# start of AVAILABLE RECORDS

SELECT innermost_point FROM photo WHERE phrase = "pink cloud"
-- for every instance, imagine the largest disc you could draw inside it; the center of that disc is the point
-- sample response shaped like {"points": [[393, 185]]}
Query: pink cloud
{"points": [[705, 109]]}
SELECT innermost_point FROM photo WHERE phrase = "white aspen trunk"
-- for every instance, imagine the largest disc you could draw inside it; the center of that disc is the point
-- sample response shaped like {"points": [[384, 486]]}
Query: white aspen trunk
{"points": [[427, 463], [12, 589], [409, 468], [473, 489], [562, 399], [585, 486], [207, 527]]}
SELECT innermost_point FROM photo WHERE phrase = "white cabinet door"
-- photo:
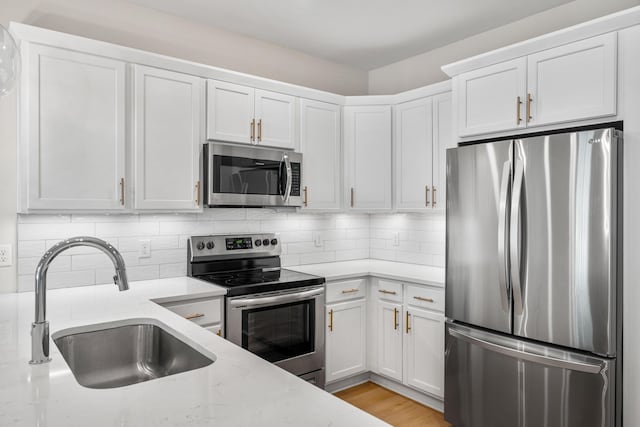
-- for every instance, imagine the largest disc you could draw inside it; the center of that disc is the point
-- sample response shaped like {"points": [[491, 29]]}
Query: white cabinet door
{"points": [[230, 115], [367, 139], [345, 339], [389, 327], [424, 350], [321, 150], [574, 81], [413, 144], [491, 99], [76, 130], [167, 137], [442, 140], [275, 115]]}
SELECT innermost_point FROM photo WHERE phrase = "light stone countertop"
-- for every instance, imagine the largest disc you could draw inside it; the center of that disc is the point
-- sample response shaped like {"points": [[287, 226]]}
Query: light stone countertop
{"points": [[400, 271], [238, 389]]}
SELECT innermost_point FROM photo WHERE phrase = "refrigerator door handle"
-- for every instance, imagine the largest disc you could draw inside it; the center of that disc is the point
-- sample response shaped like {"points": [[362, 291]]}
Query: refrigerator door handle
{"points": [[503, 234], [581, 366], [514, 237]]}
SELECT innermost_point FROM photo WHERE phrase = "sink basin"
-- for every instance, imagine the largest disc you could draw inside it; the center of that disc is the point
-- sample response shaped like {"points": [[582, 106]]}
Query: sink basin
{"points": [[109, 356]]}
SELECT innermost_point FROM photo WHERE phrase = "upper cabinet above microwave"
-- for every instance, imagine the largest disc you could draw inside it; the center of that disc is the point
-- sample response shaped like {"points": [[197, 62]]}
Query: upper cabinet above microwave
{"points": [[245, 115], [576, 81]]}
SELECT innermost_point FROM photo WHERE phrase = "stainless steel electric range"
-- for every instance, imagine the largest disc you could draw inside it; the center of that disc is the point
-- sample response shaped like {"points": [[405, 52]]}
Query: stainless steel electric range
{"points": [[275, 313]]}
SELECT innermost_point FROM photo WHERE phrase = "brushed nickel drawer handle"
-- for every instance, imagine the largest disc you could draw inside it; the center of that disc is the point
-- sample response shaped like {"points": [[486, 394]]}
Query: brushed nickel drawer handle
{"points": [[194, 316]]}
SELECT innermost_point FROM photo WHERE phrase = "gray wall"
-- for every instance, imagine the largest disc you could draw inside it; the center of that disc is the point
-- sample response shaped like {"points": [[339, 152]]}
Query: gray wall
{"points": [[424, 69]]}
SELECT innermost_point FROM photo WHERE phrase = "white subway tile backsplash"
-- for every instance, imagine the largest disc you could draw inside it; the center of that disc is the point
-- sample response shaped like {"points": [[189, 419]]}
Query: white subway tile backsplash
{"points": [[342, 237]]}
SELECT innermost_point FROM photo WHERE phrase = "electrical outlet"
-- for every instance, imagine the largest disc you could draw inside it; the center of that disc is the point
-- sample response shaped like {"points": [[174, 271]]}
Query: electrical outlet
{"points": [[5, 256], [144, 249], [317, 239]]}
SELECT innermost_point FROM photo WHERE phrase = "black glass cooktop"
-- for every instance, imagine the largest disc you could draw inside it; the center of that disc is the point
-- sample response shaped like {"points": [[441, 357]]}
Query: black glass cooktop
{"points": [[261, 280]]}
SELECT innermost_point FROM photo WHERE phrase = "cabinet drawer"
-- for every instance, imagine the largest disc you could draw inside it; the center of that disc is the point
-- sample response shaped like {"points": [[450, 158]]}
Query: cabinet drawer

# end of AVAILABLE RECORDS

*GIVEN REQUEST*
Please report every line of the data above that contains the string "countertop", copying each one in full. Matching is case-sensitive.

*FINISHED EXERCISE*
SELECT innermost_point FROM photo WHERE phrase = "light stone countertop"
Query: light stone countertop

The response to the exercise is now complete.